Object pointing dataset rows:
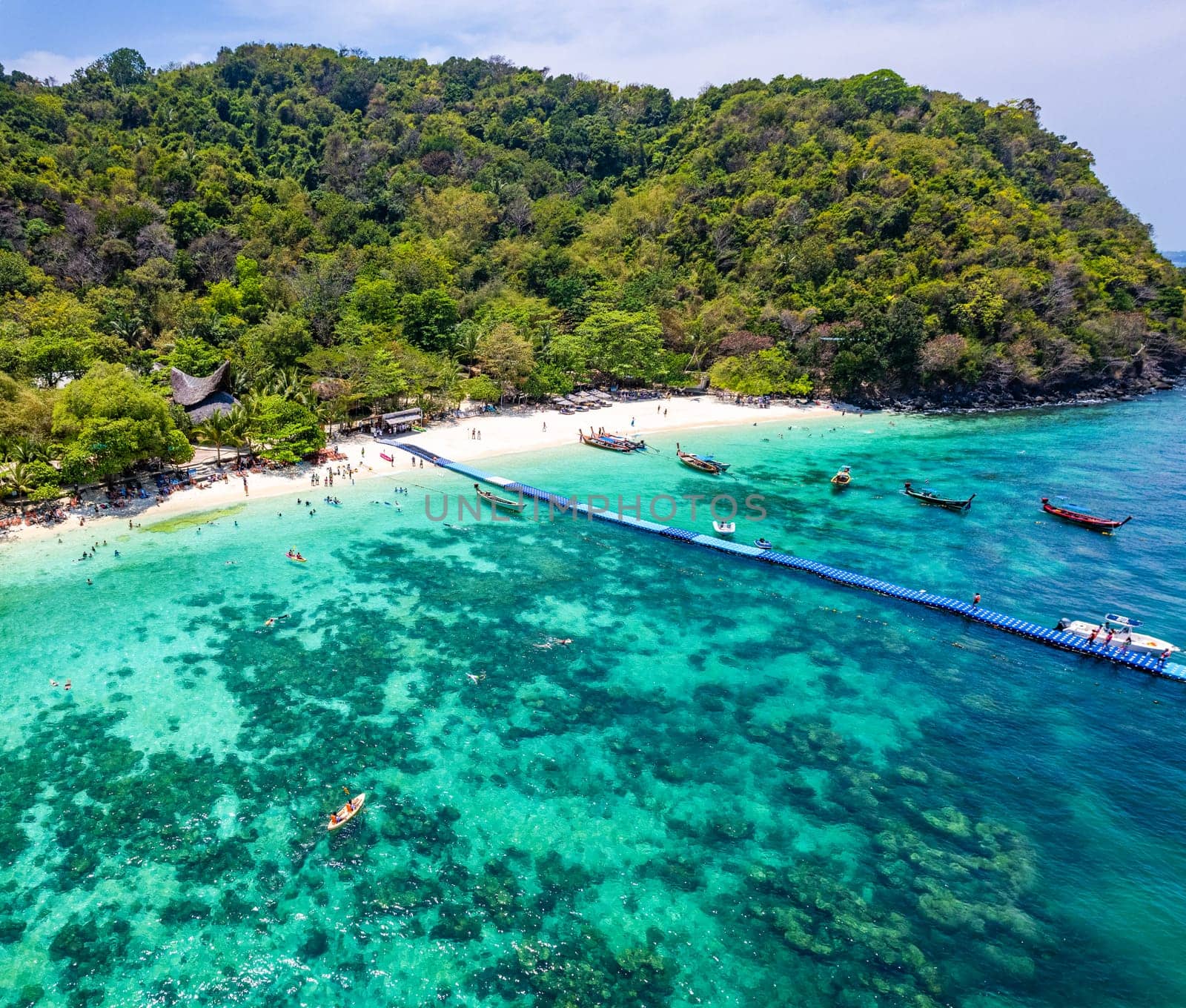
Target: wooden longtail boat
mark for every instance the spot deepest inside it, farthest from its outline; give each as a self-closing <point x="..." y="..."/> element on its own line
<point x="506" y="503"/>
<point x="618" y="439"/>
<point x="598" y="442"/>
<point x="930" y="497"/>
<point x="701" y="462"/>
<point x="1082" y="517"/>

==

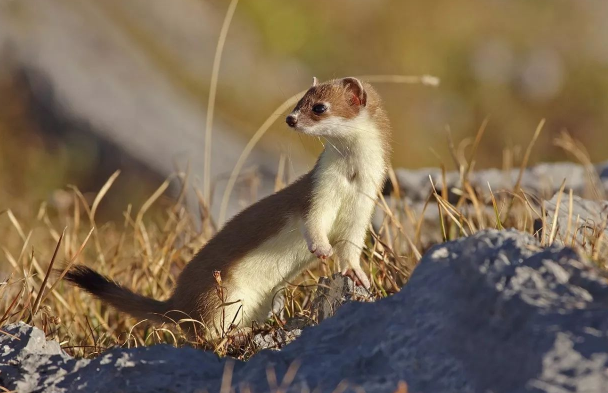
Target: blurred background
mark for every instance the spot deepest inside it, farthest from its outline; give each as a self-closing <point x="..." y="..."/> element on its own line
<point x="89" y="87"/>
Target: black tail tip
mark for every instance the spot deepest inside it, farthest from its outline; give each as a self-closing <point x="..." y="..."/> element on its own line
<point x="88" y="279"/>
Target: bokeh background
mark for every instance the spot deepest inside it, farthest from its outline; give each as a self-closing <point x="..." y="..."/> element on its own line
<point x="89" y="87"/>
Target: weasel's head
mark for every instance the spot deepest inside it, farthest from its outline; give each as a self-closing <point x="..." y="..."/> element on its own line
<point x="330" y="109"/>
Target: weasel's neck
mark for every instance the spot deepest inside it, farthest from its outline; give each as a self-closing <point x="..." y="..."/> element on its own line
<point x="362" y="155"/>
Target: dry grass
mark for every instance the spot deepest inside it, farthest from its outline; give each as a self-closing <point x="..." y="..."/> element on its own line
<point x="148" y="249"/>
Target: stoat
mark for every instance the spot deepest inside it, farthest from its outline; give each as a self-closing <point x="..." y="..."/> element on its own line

Request -
Report how many lines in the items above contain the word "background", treating uppercase and lowercase as different. Give only the number.

Correct response -
2